* [Exercise goal]:
Produce a character-for-character copy of the data below.

(Saved entries)
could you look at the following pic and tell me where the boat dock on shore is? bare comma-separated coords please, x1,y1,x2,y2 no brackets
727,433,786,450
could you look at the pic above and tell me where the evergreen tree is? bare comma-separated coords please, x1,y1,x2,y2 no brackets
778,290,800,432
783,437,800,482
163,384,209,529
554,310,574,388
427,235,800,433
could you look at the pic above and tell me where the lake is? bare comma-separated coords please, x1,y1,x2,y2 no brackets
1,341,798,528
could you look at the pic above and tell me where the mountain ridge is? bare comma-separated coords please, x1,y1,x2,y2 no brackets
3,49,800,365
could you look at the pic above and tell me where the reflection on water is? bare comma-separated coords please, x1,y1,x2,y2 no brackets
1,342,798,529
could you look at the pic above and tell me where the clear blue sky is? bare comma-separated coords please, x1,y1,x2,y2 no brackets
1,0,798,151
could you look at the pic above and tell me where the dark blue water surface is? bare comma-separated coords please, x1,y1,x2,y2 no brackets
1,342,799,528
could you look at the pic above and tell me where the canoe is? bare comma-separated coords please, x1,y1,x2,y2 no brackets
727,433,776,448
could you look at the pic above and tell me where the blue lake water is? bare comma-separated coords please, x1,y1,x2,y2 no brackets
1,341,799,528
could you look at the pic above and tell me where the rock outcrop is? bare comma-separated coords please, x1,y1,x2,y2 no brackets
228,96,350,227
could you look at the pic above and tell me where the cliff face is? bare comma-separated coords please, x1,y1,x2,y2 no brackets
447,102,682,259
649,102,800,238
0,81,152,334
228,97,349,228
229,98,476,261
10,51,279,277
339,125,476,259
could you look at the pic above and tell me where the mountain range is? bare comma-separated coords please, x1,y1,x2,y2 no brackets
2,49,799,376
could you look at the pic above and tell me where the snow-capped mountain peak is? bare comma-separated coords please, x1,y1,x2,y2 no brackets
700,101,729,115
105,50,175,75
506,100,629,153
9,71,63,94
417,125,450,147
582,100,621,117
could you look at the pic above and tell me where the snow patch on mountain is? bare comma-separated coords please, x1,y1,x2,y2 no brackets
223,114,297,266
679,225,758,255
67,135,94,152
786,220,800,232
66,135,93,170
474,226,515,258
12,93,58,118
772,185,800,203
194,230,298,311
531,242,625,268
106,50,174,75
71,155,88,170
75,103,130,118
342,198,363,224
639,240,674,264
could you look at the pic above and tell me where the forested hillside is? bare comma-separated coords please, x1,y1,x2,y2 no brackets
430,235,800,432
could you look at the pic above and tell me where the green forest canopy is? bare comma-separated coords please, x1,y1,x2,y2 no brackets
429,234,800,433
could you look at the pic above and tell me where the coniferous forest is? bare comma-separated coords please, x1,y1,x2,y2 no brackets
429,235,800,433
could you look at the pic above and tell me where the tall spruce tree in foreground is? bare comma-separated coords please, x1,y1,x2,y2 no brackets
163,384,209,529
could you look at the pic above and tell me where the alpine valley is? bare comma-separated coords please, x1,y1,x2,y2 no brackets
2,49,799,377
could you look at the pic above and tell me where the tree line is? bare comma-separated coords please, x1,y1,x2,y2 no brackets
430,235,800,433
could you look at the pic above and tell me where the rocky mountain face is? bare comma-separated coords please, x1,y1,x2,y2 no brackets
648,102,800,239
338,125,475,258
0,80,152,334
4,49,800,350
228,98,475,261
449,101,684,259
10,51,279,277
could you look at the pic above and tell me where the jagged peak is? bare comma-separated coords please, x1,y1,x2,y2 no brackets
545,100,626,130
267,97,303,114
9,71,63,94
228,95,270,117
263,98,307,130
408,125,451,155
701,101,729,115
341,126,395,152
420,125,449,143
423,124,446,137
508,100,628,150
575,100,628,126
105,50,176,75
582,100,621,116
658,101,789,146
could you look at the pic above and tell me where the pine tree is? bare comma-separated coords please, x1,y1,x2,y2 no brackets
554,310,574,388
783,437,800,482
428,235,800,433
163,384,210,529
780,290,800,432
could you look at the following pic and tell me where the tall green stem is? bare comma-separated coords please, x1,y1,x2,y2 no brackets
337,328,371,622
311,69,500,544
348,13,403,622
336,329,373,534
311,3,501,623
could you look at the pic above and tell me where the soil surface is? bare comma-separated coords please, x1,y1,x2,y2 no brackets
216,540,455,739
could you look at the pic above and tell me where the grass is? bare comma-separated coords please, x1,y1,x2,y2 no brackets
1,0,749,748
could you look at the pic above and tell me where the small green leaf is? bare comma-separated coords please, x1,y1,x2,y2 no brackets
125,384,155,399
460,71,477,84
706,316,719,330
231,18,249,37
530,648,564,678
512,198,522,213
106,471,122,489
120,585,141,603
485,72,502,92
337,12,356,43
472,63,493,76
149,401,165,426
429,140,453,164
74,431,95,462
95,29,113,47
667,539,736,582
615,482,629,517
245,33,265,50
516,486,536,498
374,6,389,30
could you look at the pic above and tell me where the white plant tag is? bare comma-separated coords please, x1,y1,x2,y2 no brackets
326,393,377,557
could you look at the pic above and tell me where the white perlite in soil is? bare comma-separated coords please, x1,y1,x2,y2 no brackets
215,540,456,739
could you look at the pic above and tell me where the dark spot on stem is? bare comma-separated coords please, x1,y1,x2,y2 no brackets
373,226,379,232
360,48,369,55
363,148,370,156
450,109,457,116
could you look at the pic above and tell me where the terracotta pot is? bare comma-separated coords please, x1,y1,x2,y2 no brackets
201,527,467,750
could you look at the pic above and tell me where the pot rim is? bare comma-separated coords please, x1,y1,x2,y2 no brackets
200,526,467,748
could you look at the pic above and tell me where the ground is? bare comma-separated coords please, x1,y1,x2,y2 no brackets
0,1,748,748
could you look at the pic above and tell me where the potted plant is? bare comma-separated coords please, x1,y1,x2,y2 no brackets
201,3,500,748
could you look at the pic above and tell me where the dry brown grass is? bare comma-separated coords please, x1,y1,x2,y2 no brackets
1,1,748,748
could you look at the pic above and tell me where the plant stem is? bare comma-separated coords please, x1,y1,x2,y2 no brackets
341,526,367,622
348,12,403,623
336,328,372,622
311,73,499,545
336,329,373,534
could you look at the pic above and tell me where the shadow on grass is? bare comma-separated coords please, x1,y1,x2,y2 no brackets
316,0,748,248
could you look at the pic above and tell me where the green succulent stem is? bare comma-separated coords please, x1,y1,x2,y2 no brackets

* [Solution for this task]:
could you look at the following pic and tell me where the boat dock on shore is? bare comma-separated coords please, x1,y1,x2,y2 no brackets
727,433,786,450
could you look at the pic above and tell me where the evergreen tree is? bare comma-separated coords please, x1,y1,x2,y2 no brackets
778,290,800,432
783,437,800,482
163,384,209,529
554,310,574,388
427,235,800,433
could you look at the pic above and tell me where the lake is? bare comma-separated coords please, x1,y1,x2,y2 no brackets
1,341,798,528
could you look at the pic above and tell me where the mountain ridge is? bare comma-separated coords please, x1,y1,x2,y2 no brackets
3,49,800,365
could you look at the pic above and tell me where the reflection on water is? bare comma-separated coords please, x1,y1,x2,y2 no brackets
1,342,798,529
could you look at the pic above and tell me where the clear blue sky is? bare comma-separated coords please, x1,y1,x2,y2 no brackets
1,0,798,151
could you look at the pic above and tell me where the dark blue water surface is? bare comma-separated coords please, x1,y1,x2,y2 no brackets
1,342,799,528
could you look at the pic above and tell me where the canoe is? bare comma-separated coords please, x1,y1,x2,y2 no brackets
727,433,776,448
could you look at the pic above and tell me where the blue lake water is? bare comma-separated coords please, x1,y1,x2,y2 no brackets
1,341,799,528
could you look at the pic above and tell me where the rock outcrop is? bare comma-separated coords please, x1,y1,x2,y2 no brackets
228,96,350,227
could you look at the pic above and tell me where the cliff face is? bare comma-separated coords please, x1,y1,x2,y2 no brackets
447,102,682,259
649,102,800,238
0,81,152,334
228,97,349,228
229,98,476,261
10,51,279,277
339,125,476,259
could you look at the pic above and tell me where the mountain range is? bare comma-separated coords please, x1,y1,x2,y2 no brackets
2,49,799,376
could you look at the pic above and tell me where the snow-capped mountain peak is? bare comma-separated coords please, x1,y1,x2,y2 no brackets
700,101,729,115
105,50,175,75
506,100,629,153
9,71,63,94
417,125,450,147
582,100,621,117
could you look at the pic above and tell me where the snow patch on mountain is? bare comma-separated coords please, x1,y1,x2,y2 no brackets
223,114,297,266
679,225,758,255
67,135,94,152
786,220,800,232
66,135,93,170
474,226,515,258
12,93,58,118
772,185,800,203
194,230,298,311
531,242,625,268
106,50,174,75
71,155,88,170
75,103,130,118
342,198,363,224
639,240,674,264
could you look at the pic above and tell me where the forested hillside is? bare comma-separated coords please, x1,y1,x2,y2 no brackets
430,235,800,432
could you look at the pic above and tell me where the green forest canopy is? bare comma-separated coords please, x1,y1,x2,y2 no brackets
429,234,800,433
could you look at the pic above and tell me where the coniferous forest is? bare comma-separated coords please, x1,y1,x2,y2 no brackets
429,235,800,433
could you look at the pic above and tell me where the tall spruce tree in foreground is? bare comma-separated coords please, x1,y1,x2,y2 no brackets
163,384,209,529
could you look at the pic above and tell me where the alpine valley is? bare comma-separated coords please, x1,y1,x2,y2 no brackets
2,49,799,377
could you look at the pic above and tell me where the tree line is? bare comma-separated coords please, x1,y1,x2,y2 no brackets
430,235,800,433
could you look at the pic above and tell me where the rocky mountain face is? bare comma-separated coords please, x1,y1,x2,y2 no brackets
648,102,800,239
338,125,475,258
0,80,152,334
4,49,800,350
228,98,475,261
449,101,684,259
10,51,279,277
could you look at the pic above and tell me where the jagged peak is? bare comma-separated coords please, x1,y1,x2,y2 no brackets
545,100,626,130
267,97,303,114
9,71,63,94
228,95,270,117
263,98,307,130
408,125,451,155
701,101,729,115
341,126,395,152
420,125,449,143
423,124,446,137
508,100,628,150
575,100,628,126
105,50,176,75
582,100,621,116
658,101,789,146
could you look at the pic above and tell me where the pine tree is? bare comma-separated coords please, x1,y1,x2,y2 no brackets
554,310,574,388
783,437,800,482
428,235,800,433
163,384,210,529
780,290,800,432
could you look at the following pic and tell me where the tall green stem is? bare comma-separated coords please, x1,y1,x2,y2 no brackets
337,328,371,622
311,69,500,544
348,13,403,622
336,329,373,534
311,3,501,623
could you look at the pic above and tell me where the soil surface is? bare comma-separated coords please, x1,y1,x2,y2 no brackets
216,540,455,739
could you look at the pic above and tell me where the grass is? bare comma-separated coords please, x1,y1,x2,y2 no brackets
1,0,749,748
could you look at the pic above and tell me where the small green leaf is? bare comma-separated coords please, x1,y1,x2,y2 no brackets
125,384,155,399
460,71,477,84
706,316,719,330
231,18,249,37
530,648,564,678
512,198,522,213
106,471,122,489
120,585,141,603
485,72,502,92
337,12,356,43
472,63,493,76
149,401,165,426
429,140,453,164
74,431,95,462
95,29,113,47
667,539,736,582
615,482,629,517
245,33,265,50
516,486,536,498
374,6,389,30
could you look at the pic above and tell me where the white plant tag is? bare comma-separated coords please, x1,y1,x2,y2 no brackets
326,393,377,557
could you look at the pic above and tell me where the white perlite in soil is? bare comma-separated coords please, x1,y1,x2,y2 no brackets
215,540,456,739
could you look at the pic above and tell me where the dark spot on stem is? bare comma-separated coords please, x1,y1,x2,y2 no brackets
373,226,379,232
360,48,369,55
363,148,370,156
450,109,457,116
could you look at the pic above and tell me where the terracotta pot is? bare comma-separated coords please, x1,y1,x2,y2 no brackets
201,527,467,750
could you look at the pic above and tell me where the pot rim is? bare comma-separated coords please, x1,y1,x2,y2 no brackets
200,526,467,748
could you look at the pic above and tell me where the ground is? bare comma-separated coords please, x1,y1,x2,y2 no brackets
0,1,748,748
could you look at the pic above and tell me where the potted plant is? bare comma-separated coords please, x1,y1,x2,y2 no brackets
201,3,500,748
could you look at the pic above and tell me where the dry brown grass is? bare comma-separated coords please, x1,y1,x2,y2 no brackets
1,1,748,748
could you look at the pic above and tell me where the plant stem is? bare comma-separated coords please, x1,y1,x2,y2 no brackets
341,526,367,622
348,12,403,623
336,328,372,622
311,73,499,545
336,329,373,534
could you look at the pic above and tell me where the shadow on grass is? bare comma-separated coords please, x1,y1,x2,y2 no brackets
316,0,748,248
could you look at the pic above and tell me where the green succulent stem is? bare comma-separated coords please, x1,y1,x2,y2 no brackets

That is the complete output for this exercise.